┌────────

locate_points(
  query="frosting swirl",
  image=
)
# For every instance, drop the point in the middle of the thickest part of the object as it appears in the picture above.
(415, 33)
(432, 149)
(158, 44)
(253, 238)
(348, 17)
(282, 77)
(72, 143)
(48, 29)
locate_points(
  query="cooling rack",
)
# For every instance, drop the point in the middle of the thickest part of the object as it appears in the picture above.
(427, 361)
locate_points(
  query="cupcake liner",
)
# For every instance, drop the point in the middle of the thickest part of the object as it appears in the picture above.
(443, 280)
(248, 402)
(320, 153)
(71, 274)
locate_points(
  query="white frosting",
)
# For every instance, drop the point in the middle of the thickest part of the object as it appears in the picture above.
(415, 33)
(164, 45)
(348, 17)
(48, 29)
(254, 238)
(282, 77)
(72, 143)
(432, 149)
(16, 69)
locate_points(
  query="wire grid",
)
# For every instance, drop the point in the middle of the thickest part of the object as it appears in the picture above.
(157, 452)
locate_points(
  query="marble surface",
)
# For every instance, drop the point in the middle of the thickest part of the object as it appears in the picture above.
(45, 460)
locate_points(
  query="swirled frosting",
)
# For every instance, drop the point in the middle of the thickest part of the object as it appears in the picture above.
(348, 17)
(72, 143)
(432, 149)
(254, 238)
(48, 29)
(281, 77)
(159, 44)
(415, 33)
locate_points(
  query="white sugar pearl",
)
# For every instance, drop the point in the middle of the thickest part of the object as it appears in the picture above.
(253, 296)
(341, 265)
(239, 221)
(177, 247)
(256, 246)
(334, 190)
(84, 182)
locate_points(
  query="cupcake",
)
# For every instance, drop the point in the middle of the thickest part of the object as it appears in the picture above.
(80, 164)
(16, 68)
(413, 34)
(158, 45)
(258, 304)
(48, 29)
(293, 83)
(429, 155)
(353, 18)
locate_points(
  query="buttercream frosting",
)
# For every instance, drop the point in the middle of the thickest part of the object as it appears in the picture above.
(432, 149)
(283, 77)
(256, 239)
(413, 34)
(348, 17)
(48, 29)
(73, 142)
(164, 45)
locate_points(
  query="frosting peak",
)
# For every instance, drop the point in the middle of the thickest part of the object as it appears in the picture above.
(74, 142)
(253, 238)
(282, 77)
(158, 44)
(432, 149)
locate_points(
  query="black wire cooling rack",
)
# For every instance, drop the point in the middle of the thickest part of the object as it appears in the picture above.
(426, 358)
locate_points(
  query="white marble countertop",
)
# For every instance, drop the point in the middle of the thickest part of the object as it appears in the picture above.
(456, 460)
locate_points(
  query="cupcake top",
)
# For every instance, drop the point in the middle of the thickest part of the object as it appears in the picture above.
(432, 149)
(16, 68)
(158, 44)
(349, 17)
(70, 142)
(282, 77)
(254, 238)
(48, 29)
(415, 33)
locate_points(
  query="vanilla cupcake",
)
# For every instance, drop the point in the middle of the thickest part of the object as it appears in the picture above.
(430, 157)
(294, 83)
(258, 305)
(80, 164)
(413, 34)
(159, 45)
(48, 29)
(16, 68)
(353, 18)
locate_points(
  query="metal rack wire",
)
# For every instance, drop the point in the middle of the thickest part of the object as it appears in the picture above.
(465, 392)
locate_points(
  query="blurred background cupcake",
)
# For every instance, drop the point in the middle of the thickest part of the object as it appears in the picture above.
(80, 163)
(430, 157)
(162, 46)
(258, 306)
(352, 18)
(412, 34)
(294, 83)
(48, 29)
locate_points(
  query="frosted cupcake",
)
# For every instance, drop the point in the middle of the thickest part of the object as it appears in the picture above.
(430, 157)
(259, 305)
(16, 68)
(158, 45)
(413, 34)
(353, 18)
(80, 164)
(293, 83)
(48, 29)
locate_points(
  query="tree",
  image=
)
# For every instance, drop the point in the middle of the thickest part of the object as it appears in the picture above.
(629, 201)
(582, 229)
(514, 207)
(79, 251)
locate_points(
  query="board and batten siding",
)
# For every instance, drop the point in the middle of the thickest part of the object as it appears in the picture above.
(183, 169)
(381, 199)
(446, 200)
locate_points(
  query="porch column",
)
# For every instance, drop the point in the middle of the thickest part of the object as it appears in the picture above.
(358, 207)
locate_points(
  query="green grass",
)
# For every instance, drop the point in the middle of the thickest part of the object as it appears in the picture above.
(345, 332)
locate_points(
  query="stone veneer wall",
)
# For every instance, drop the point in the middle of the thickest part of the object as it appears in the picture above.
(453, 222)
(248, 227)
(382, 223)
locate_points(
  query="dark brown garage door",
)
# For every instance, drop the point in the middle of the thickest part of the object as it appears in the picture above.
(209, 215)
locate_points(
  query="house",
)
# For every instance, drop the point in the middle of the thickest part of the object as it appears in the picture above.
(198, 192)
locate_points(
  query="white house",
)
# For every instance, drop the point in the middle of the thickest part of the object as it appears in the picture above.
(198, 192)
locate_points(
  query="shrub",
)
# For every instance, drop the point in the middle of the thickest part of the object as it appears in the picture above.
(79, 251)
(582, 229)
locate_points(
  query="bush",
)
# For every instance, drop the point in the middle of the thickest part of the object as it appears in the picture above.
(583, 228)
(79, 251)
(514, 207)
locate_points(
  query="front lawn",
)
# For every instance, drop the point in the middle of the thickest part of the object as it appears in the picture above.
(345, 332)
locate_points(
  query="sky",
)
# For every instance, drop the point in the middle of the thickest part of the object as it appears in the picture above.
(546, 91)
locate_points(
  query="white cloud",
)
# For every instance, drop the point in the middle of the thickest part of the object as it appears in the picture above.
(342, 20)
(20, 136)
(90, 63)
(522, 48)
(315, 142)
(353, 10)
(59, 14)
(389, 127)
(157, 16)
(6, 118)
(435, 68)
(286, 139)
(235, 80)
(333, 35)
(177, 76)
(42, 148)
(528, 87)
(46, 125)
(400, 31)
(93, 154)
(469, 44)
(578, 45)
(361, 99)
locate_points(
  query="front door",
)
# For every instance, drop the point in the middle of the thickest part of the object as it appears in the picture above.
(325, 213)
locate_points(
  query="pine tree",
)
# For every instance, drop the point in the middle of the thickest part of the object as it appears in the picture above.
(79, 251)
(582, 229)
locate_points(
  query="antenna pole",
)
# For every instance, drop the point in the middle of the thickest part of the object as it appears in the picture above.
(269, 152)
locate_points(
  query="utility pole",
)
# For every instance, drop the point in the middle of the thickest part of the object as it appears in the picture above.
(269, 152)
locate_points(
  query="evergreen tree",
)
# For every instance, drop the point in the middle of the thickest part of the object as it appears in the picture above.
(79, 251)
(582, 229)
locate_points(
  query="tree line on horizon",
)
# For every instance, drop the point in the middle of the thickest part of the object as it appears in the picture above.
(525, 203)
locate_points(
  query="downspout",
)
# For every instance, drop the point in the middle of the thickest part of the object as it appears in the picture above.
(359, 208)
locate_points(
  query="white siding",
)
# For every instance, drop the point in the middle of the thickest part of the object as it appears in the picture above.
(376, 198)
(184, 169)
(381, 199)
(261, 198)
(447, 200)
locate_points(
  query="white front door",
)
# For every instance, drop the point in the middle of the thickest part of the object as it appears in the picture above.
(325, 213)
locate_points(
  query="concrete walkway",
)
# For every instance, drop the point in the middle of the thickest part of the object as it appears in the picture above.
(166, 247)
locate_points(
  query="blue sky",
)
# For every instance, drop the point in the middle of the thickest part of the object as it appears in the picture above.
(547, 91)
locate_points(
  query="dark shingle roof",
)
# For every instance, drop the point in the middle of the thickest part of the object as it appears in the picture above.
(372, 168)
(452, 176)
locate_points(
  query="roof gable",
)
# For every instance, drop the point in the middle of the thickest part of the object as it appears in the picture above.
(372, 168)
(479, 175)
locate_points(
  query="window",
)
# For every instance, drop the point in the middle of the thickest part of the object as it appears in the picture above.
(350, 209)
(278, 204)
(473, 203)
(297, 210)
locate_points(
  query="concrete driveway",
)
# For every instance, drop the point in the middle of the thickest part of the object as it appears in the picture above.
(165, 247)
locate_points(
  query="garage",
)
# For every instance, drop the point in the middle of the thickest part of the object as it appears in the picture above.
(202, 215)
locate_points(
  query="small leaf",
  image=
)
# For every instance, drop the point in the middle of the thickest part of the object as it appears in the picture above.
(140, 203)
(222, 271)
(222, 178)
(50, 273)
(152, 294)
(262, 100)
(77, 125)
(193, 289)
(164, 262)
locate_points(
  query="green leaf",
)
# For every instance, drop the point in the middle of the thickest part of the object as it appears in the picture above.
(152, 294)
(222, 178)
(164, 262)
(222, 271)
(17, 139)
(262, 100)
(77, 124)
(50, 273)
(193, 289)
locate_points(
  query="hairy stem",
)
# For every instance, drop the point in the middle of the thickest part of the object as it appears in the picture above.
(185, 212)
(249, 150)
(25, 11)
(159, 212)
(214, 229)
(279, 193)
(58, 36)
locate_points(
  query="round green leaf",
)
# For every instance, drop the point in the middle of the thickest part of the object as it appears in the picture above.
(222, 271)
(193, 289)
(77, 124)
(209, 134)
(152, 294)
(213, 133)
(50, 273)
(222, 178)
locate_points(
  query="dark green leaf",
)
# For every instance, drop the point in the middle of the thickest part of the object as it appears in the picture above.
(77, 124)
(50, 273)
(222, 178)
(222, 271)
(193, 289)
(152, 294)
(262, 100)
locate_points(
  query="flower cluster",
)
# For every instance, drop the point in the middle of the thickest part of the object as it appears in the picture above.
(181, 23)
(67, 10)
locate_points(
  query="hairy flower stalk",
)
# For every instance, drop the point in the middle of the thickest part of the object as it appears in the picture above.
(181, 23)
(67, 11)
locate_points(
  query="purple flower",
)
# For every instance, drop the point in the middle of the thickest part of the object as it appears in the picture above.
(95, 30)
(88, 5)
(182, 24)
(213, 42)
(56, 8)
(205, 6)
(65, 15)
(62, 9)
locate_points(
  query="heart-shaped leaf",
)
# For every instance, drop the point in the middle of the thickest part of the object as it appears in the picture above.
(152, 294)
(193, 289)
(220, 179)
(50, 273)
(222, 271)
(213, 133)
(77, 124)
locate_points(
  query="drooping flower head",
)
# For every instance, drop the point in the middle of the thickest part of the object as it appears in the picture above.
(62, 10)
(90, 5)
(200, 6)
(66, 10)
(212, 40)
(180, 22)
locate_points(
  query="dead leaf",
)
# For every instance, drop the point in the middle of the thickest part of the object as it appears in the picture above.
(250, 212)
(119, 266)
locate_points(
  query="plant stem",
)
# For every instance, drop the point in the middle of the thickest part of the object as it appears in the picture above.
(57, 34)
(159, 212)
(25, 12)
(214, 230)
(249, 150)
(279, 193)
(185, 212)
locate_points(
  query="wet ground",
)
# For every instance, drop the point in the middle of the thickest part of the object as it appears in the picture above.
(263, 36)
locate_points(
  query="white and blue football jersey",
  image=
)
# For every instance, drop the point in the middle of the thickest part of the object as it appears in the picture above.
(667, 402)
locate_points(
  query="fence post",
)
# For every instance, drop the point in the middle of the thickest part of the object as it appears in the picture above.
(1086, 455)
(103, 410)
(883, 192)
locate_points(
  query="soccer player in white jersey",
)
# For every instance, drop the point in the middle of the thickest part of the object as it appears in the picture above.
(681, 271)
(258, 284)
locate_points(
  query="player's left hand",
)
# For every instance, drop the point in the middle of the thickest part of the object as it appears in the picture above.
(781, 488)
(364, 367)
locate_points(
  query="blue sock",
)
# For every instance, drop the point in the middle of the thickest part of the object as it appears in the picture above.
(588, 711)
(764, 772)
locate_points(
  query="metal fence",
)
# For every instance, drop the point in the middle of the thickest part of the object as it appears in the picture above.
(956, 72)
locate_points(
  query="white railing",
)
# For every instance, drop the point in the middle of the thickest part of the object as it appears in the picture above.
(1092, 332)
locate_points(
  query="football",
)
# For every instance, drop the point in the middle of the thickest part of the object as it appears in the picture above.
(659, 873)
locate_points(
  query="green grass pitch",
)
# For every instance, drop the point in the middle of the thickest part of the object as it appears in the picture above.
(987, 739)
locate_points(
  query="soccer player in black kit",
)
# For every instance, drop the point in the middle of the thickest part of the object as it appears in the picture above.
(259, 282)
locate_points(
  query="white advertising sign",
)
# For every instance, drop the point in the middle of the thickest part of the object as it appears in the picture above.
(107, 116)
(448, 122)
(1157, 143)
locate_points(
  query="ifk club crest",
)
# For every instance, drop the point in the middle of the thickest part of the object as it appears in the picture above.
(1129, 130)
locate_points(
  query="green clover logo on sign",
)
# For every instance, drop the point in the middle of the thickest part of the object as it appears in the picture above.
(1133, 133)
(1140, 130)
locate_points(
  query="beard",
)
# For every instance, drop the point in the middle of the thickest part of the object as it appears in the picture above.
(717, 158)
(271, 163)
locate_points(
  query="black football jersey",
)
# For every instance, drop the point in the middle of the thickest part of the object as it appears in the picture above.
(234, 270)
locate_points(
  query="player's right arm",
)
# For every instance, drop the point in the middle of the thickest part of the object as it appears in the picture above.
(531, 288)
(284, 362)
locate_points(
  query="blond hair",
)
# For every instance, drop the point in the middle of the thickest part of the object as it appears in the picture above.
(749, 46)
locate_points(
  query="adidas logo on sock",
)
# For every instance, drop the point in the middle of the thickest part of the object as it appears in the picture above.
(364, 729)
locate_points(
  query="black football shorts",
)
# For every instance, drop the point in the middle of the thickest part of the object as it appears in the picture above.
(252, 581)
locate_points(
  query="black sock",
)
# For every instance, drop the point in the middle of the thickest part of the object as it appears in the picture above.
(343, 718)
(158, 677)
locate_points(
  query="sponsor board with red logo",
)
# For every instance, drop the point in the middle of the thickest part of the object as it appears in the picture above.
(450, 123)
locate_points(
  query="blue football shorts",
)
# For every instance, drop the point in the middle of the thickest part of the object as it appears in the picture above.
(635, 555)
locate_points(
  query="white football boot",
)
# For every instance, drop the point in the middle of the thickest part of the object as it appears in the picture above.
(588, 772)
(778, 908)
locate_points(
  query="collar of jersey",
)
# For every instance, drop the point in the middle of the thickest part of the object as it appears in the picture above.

└────────

Stated task ▸
Gather every line of the entries above that contains the string "roof", matching case exactly.

Worked solution ▸
  query="dark shingle roof",
  query="roof gable",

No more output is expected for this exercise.